(Source data):
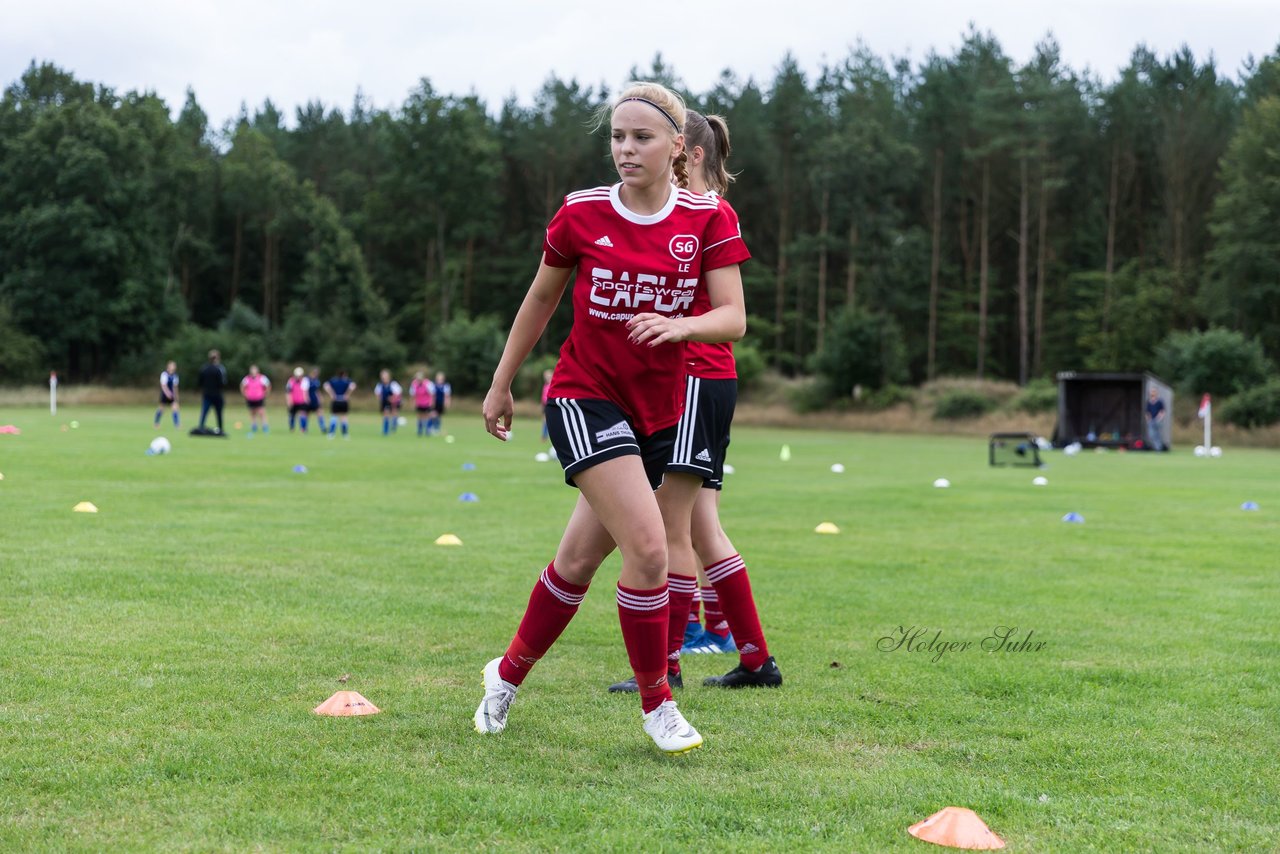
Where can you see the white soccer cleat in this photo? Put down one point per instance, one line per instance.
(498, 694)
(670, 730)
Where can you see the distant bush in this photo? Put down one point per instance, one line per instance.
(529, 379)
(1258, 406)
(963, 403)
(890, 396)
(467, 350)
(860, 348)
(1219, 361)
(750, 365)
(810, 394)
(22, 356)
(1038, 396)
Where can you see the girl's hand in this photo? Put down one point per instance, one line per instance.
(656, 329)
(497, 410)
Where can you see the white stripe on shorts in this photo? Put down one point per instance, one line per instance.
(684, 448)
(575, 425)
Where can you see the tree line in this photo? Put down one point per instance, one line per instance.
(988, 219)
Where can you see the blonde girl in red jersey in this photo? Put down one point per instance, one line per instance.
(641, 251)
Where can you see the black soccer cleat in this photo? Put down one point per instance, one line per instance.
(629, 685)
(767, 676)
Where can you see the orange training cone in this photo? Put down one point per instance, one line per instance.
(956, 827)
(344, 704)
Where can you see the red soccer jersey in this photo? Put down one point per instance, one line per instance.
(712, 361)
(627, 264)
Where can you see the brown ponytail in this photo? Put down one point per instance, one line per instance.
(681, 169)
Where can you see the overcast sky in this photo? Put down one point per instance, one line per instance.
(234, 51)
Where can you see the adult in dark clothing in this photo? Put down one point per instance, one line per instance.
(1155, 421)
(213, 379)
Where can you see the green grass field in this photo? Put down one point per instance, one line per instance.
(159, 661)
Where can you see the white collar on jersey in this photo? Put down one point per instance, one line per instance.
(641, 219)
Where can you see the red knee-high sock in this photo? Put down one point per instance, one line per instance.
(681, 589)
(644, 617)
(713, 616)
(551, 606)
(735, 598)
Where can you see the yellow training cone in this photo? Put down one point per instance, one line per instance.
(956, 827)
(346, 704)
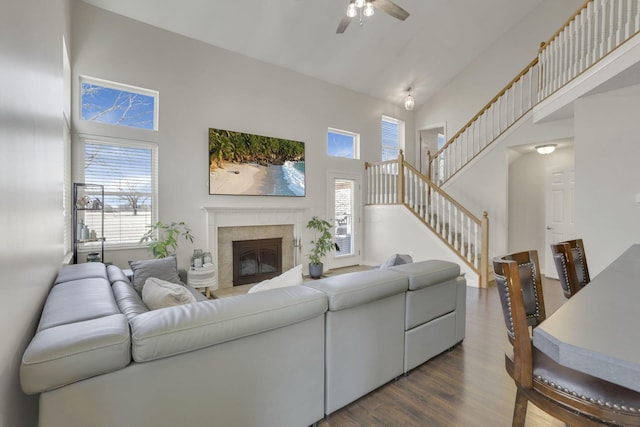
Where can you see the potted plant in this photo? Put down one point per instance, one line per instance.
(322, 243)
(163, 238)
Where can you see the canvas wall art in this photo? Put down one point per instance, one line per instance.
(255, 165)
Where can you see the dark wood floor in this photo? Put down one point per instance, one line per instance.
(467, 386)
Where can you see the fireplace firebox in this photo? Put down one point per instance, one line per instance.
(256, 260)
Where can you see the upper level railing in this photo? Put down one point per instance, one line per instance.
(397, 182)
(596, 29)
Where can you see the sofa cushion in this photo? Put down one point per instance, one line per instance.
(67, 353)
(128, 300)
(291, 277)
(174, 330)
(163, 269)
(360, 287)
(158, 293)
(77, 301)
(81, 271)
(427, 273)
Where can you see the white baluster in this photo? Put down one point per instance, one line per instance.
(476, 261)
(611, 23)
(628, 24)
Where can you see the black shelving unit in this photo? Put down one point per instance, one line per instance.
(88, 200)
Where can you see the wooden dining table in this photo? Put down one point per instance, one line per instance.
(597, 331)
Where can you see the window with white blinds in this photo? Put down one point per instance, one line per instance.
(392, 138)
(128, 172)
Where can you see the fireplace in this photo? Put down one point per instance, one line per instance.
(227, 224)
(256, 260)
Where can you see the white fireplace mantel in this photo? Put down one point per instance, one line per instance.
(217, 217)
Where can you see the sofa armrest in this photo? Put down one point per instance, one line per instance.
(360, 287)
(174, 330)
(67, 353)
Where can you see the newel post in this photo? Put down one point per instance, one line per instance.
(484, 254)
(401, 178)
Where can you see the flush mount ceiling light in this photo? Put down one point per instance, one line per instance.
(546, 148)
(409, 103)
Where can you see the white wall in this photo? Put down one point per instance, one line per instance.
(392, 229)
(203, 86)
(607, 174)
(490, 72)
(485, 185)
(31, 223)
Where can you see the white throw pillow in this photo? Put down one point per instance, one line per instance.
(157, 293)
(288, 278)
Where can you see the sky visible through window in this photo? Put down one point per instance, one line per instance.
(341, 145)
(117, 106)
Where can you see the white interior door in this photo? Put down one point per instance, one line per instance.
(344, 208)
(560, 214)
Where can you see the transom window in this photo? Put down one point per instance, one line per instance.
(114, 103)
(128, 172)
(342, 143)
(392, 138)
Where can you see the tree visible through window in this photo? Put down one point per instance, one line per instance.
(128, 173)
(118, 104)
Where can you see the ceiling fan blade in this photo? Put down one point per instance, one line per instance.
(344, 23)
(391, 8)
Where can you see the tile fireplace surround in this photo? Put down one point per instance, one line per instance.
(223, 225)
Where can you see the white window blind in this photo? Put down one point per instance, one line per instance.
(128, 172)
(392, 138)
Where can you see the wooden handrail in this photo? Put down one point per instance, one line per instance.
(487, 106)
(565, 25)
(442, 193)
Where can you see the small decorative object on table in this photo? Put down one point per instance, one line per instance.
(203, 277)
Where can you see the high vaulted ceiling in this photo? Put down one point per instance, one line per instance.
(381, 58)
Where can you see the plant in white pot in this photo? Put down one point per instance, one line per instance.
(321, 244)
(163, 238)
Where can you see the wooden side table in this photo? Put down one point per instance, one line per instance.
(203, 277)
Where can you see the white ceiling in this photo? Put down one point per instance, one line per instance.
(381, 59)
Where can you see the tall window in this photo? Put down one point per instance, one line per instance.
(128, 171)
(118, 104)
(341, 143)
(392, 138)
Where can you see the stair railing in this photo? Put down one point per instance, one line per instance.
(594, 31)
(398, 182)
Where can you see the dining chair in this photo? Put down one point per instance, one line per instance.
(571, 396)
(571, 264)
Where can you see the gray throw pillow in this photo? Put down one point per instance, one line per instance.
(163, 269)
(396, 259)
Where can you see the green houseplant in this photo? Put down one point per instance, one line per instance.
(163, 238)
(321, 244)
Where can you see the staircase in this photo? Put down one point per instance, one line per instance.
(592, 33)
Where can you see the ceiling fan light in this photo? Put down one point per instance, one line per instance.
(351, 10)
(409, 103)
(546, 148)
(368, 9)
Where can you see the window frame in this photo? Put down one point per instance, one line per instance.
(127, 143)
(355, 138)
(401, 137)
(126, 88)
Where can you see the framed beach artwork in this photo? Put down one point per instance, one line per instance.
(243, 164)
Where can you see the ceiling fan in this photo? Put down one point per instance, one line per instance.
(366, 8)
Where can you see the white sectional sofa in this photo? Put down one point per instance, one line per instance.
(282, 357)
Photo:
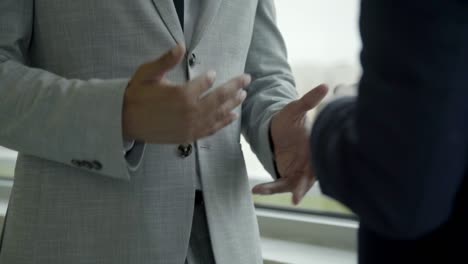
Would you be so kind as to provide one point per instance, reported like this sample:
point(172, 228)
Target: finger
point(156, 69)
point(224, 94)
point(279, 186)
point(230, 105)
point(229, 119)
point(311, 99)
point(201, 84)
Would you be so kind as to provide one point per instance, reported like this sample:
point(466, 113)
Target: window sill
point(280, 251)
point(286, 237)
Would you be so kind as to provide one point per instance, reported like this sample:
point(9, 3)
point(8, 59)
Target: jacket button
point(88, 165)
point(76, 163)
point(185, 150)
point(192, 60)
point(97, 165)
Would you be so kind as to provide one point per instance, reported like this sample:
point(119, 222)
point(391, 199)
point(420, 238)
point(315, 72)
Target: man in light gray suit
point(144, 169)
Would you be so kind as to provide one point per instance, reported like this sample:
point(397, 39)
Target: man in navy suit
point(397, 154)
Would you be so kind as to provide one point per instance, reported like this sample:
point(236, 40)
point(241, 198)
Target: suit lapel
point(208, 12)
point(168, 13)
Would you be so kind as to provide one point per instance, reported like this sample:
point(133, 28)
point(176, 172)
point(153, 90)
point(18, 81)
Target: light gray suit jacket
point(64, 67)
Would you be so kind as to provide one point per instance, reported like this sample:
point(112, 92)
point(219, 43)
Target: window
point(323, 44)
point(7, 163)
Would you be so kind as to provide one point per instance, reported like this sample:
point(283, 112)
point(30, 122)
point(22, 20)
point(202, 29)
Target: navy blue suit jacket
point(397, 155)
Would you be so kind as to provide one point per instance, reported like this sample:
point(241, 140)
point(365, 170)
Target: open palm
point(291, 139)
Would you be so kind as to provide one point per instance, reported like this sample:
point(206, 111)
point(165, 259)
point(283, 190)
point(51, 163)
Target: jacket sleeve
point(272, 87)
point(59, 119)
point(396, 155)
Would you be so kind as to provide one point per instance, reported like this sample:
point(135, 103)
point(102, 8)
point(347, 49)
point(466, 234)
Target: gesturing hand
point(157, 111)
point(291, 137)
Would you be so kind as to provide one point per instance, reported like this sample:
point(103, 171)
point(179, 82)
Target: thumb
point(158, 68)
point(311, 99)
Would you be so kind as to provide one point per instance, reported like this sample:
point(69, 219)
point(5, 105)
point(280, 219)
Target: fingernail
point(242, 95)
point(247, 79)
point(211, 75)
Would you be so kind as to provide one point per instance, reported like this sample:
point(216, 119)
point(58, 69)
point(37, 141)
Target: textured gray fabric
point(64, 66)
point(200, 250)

--

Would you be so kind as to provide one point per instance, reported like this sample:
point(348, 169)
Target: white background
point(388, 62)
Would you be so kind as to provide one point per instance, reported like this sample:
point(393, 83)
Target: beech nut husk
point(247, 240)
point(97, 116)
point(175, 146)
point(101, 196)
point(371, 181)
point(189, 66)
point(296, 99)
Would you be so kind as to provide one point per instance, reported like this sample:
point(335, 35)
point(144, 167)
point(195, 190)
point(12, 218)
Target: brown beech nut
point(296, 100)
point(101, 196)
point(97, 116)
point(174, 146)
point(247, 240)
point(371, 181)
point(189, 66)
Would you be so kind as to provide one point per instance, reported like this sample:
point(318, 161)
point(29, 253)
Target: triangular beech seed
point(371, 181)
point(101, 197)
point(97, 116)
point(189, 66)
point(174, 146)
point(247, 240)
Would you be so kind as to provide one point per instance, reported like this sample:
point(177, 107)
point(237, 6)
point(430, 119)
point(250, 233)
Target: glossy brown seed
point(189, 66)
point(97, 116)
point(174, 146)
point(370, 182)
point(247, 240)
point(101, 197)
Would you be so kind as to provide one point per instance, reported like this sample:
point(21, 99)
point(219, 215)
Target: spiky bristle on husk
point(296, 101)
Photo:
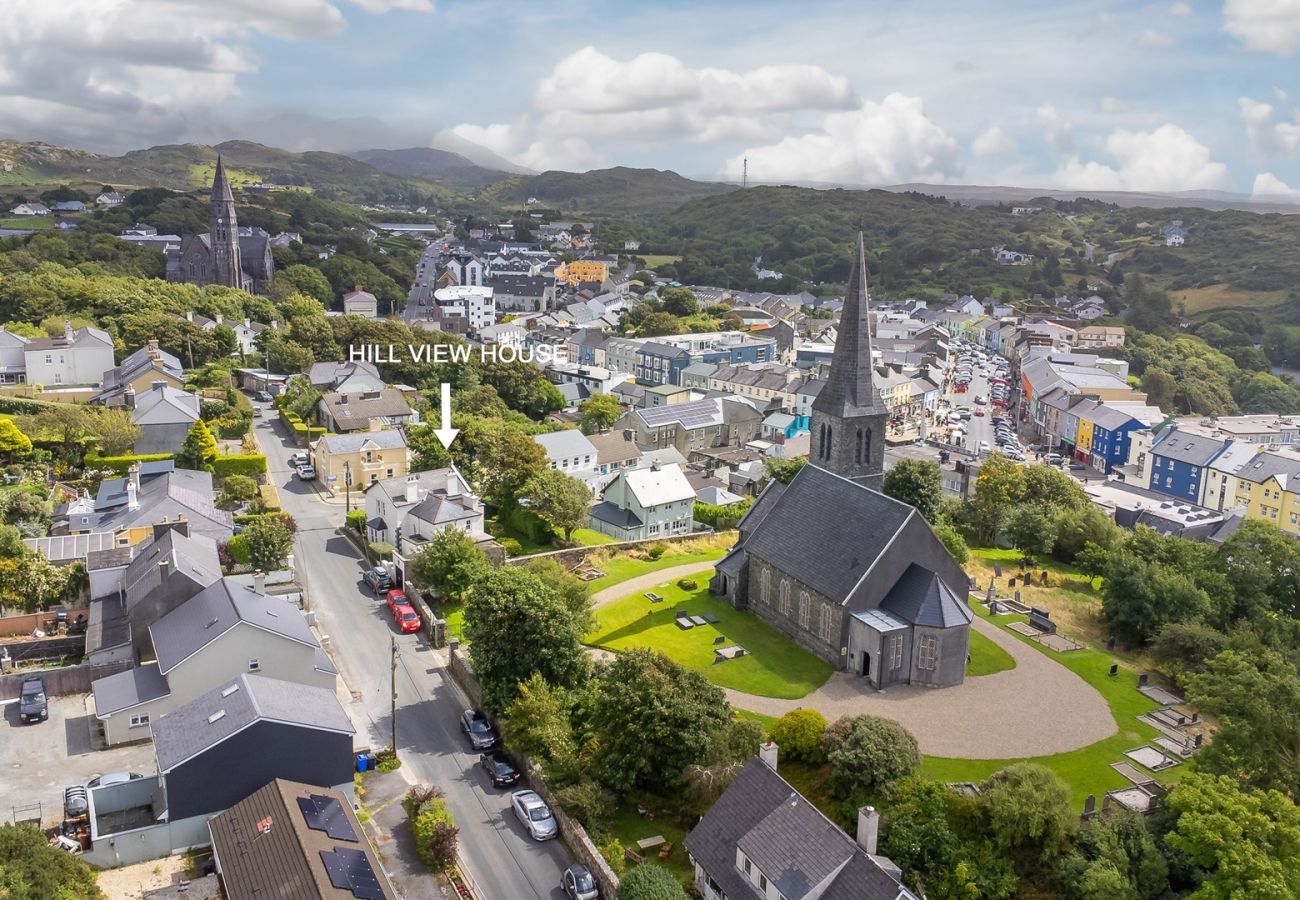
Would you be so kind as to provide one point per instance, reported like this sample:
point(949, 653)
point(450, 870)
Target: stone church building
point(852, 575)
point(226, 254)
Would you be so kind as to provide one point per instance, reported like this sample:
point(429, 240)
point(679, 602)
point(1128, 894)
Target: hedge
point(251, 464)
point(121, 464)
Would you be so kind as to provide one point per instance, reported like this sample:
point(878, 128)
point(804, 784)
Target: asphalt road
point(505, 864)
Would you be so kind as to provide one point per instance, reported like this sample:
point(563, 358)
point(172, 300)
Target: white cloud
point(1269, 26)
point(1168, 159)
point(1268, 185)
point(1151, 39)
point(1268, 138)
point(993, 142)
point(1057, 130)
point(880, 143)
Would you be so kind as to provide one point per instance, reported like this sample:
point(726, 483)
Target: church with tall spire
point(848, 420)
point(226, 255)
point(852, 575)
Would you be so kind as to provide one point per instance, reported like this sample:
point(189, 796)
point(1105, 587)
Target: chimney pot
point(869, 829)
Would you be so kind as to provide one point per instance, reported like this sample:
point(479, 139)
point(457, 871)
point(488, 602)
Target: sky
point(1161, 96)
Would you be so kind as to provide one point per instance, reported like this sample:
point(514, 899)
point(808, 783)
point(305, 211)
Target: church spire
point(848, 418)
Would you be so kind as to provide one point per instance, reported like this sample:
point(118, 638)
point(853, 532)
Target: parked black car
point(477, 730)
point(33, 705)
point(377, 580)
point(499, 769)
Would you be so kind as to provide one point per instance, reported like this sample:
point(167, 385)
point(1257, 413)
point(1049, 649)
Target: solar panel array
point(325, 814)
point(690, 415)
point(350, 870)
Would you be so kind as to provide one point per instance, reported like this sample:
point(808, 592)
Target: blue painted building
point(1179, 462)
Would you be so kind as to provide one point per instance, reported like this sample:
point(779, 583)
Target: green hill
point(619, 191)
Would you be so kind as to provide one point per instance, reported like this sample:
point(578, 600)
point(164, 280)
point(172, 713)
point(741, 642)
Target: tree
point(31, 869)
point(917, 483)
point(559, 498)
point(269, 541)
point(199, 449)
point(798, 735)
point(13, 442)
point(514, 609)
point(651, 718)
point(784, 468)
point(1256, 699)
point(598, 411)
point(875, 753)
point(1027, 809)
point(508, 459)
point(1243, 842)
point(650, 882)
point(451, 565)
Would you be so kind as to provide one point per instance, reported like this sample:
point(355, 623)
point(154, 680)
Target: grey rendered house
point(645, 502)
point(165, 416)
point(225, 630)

* * *

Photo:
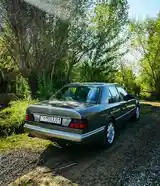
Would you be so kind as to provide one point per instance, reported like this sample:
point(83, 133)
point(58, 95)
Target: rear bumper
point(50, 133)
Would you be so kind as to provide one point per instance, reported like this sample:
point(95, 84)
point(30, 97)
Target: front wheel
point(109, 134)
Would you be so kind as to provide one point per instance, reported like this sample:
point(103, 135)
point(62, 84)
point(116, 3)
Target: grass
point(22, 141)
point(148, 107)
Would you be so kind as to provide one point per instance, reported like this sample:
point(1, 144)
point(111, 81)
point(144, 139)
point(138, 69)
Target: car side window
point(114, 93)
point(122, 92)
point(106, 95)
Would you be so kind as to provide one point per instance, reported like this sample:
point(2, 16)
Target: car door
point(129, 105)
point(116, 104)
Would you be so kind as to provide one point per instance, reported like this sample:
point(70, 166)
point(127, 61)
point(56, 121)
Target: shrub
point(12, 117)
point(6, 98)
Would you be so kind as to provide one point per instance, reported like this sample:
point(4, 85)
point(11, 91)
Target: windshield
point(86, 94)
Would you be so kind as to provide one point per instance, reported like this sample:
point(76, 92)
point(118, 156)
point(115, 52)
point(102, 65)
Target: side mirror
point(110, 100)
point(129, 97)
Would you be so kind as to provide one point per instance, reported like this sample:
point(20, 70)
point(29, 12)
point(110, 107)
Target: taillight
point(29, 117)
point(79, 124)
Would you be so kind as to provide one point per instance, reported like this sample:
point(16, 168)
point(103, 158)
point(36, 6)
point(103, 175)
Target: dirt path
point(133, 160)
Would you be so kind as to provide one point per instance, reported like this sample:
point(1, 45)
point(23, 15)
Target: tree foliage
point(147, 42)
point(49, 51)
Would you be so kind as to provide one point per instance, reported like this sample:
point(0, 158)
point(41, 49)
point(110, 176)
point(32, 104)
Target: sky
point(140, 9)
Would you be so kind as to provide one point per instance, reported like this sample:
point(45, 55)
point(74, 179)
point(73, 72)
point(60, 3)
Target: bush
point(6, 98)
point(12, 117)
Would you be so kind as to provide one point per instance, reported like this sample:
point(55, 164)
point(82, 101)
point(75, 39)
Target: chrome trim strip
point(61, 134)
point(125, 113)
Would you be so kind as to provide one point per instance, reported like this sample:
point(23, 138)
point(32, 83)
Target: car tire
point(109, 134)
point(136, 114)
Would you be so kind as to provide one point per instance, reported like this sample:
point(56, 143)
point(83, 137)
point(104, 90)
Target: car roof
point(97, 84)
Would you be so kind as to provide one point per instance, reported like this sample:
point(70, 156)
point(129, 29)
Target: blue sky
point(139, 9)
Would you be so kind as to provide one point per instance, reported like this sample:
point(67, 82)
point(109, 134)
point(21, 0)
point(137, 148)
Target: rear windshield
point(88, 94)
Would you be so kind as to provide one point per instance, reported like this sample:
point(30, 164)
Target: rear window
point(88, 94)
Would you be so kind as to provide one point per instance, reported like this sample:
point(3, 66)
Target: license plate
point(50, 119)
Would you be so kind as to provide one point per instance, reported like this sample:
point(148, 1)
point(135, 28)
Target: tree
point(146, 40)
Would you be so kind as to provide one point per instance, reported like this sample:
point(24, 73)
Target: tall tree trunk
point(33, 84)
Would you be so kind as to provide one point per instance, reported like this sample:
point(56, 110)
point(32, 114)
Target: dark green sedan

(What is expected): Please give back, exactly as it stands above, the stretch from the line with "point(56, 143)" through the line with "point(137, 148)", and no line outside it.

(Reply):
point(56, 143)
point(83, 137)
point(104, 90)
Target: car roof
point(97, 84)
Would you be so kind as to provide one point per instance, reported like this sample:
point(70, 156)
point(129, 29)
Target: blue sky
point(139, 9)
Would you be so kind as to provide one point per instance, reported like this sample:
point(67, 82)
point(109, 134)
point(21, 0)
point(137, 148)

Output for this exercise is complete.